* [Task description]
Starting at the line that contains "on the clothing", quote each line exactly through the last line of the entries, both included.

* * *

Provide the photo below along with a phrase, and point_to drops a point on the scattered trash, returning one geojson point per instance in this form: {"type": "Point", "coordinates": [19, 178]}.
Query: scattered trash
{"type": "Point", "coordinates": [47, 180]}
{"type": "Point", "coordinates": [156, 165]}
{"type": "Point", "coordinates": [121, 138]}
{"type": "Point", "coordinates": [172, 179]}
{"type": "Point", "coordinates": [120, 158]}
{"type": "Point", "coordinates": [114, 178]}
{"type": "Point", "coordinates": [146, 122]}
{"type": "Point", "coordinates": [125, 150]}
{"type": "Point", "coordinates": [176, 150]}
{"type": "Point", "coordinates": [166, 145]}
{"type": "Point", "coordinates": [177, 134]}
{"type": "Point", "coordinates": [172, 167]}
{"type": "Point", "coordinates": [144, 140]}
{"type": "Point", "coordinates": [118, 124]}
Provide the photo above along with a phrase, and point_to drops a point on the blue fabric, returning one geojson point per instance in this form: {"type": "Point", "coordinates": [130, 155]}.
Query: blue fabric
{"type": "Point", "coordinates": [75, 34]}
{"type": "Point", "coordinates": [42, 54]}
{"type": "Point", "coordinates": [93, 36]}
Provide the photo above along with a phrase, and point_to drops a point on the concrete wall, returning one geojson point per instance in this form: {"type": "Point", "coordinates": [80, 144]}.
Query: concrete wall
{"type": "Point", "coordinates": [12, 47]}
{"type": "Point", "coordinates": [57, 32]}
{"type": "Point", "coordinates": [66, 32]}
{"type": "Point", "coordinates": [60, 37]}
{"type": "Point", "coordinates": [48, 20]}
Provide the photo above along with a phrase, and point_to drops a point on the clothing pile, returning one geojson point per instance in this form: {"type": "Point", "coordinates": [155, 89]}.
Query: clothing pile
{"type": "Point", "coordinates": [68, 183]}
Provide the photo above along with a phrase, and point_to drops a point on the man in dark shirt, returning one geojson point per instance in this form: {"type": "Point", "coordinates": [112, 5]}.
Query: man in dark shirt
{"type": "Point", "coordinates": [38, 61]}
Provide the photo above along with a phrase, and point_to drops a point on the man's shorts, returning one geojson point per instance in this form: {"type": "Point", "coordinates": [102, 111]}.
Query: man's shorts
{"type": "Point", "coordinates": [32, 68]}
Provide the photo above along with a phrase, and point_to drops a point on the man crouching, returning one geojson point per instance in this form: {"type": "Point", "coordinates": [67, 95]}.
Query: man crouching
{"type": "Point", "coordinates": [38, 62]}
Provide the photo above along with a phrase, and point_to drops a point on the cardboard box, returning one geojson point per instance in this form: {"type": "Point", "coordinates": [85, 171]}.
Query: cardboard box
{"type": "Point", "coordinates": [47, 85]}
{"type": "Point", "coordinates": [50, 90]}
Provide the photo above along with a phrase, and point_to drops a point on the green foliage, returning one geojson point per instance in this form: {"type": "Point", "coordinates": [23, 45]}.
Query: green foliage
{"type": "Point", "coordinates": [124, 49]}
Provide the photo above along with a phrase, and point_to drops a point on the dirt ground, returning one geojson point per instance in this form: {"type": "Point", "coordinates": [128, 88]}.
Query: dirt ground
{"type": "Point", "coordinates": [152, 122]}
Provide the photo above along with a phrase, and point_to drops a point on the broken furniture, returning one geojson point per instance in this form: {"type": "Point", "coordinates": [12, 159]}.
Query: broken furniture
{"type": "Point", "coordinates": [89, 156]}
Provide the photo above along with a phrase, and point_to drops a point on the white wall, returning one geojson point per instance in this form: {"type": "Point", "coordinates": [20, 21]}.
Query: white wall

* * *

* [Worked solution]
Provide the photo above along with a phrase, and point_to drops a point on the clothing pile, returning one geojson point per instance in this form: {"type": "Point", "coordinates": [155, 89]}.
Query: clothing pile
{"type": "Point", "coordinates": [68, 183]}
Provide the photo above along with a phrase, and point_to drops a point on the man in dark shirt, returning one geojson point per instance in this form: {"type": "Point", "coordinates": [112, 5]}.
Query: man in dark shirt
{"type": "Point", "coordinates": [38, 61]}
Provide the photo above along with a phrase, and point_to drops a point on the man's shorts, returning one geojson point per instance in this form: {"type": "Point", "coordinates": [102, 111]}.
Query: man's shorts
{"type": "Point", "coordinates": [32, 68]}
Provide the photo above along with a phrase, and point_to drops a point on the man crouching, returning one geojson point per instance in this form: {"type": "Point", "coordinates": [67, 95]}.
Query: man crouching
{"type": "Point", "coordinates": [38, 62]}
Provide the photo above along with a phrase, and point_to drops a point on the cardboard box, returning one geojson point per instance in this form: {"type": "Point", "coordinates": [85, 171]}.
Query: cardboard box
{"type": "Point", "coordinates": [47, 85]}
{"type": "Point", "coordinates": [50, 90]}
Provide the photo above along with a phrase, and point_to drops a point on the green foliage, returning one geojson point per instance in this form: {"type": "Point", "coordinates": [23, 45]}.
Query: green foliage
{"type": "Point", "coordinates": [124, 49]}
Provide the photo above along with a phrase, and point_to drops a point on the dirt ground, returning one geojson point per instance in this form: {"type": "Point", "coordinates": [128, 88]}.
Query: dirt ground
{"type": "Point", "coordinates": [152, 122]}
Provide the photo above along with a phrase, and point_to drops a point on the broken furniture, returning one geojson point per instance in this form: {"type": "Point", "coordinates": [12, 159]}.
Query: broken furniture
{"type": "Point", "coordinates": [89, 156]}
Provide the photo above along with a phrase, and point_to drops a point on the white wall, returning one geojson point per instance in this form: {"type": "Point", "coordinates": [20, 21]}.
Query: white wall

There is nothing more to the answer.